**Tasks**.
[1] In the essay below on women and getting dirty, list every activity the writer describes doing in the paragraph that begins "I was a tomboy growing up."
[2] According to the essay below on women and getting dirty, how many times did the writer volunteer to roll in the pool of mud at the undergraduate bonding event?
[3] Write a continuation of the essay below on women and getting dirty, picking up after its final sentence.

**Quoted passage**.
Last week, my kids and I were watching videos online of dinosaurs. After every 1-2 minute video, we would have to sit through an ad for "Camp Dirt." It's another example of grown-ups getting to relive their childhood, but this time it is targeted specifically for men. At the camp, you get to go off-roading, do mud-sliding, and other really, really cool stuff like that. Yeah, that's right, I like to get dirty, and all could think of while watching the commercial over and over again was, that looks like so much fun.

I was a tomboy growing up. I used to spend hours in the garden digging for worms. I was always the first person to touch the slimy, seemingly disgusting animals when we went to zoos. My mom would send me to school in tights, and I'd come home and they were ripped and dirty with blood and dirt from trying to climb the fence (and failing). When I started my undergrad degree, there was a...bonding event that involved, among other things, participating in an obstacle course which required us to roll in a pool of mud. I gladly volunteered to do it three times.*

As females, we are told over and over that we shouldn't want to get dirty, literally or figuratively. It might be one of the reasons why female academics are discouraged from displaying administrative ambition, or why we talk ourselves out of it; we don't want to get dirty, or appear like we are. We also are encouraged to avoid too much controversy when it comes to our research. Being clean is such a powerful metaphor for girls and women. We can only have a certain kind of fun, take certain kinds of risks, accept or excel at certain kinds of positions. Even for those of us who do take on the "dirty work," there exists a double-standard to how dirty a woman is allowed to appear; we have to make sure that we continue to uphold a certain standard of cleanliness.

**Extracted information**.
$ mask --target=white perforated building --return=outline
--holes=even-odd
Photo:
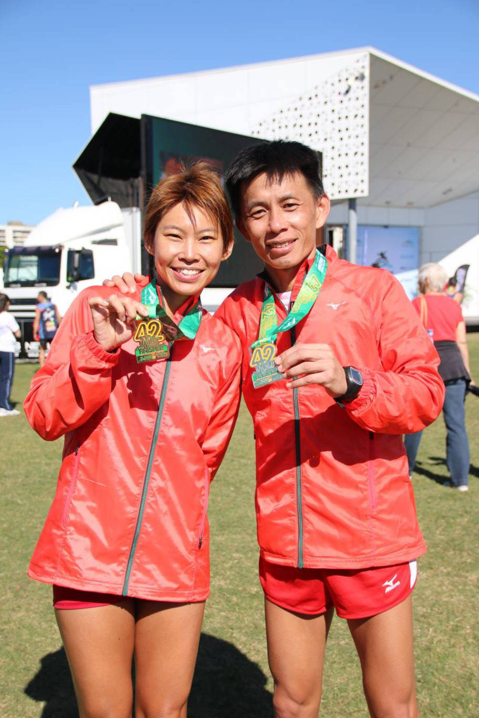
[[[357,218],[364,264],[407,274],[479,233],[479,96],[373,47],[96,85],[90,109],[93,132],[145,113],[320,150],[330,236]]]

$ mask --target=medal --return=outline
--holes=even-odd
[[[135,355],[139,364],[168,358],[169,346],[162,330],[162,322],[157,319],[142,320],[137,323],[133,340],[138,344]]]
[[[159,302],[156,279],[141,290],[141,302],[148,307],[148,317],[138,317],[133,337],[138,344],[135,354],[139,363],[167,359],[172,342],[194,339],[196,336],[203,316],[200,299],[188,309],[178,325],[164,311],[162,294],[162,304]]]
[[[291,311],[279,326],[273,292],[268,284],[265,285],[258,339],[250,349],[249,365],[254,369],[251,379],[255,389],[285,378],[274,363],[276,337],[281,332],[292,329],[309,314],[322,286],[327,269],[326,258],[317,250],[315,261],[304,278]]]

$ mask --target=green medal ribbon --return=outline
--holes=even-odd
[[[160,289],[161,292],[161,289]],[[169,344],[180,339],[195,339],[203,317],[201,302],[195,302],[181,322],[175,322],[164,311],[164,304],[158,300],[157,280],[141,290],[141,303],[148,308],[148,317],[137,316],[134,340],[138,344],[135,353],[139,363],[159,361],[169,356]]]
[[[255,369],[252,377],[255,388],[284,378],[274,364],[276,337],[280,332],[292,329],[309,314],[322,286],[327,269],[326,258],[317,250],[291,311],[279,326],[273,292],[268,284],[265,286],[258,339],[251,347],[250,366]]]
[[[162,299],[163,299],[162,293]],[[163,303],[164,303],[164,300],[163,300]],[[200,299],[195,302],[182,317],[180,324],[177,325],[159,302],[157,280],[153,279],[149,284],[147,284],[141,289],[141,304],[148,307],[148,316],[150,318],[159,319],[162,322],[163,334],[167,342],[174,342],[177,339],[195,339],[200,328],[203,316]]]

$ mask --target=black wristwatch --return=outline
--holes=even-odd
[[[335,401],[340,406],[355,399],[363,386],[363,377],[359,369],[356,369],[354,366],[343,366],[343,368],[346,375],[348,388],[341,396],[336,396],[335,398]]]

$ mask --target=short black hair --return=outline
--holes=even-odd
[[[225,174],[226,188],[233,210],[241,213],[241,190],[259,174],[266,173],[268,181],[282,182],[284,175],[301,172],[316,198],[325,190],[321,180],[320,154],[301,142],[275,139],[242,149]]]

**Answers provided**.
[1]
- Spending hours in the garden digging for worms
- Being the first person to touch the slimy, seemingly disgusting animals on zoo visits
- Trying, and failing, to climb the fence at school, which left the writer's tights ripped and dirty with blood and dirt
- Rolling in a pool of mud during an obstacle course at an undergraduate bonding event, which the writer volunteered to do three times

[2] Three times.

[3]
I've never really bought into that. It is one of the great advantages of being really, really naive; I grew up being told I could do anything I wanted to, and I grew up as "one of the guys" on the swim team. It is one of the great advantages of an individual sport where you train collectively; it didn't matter if you were a guy or a girl, it only mattered how fast you could go. If you kept up with the guys, you trained with the guys. Also, at one point, there was something like 18 guys (all older) and only 3 girls in the elite training group. Even as I got older and was repeatedly told (explicitly and implicitly) that I shouldn't want to get dirty, I asked, why not? When no one could give me a good answer, I went ahead and did it anyway.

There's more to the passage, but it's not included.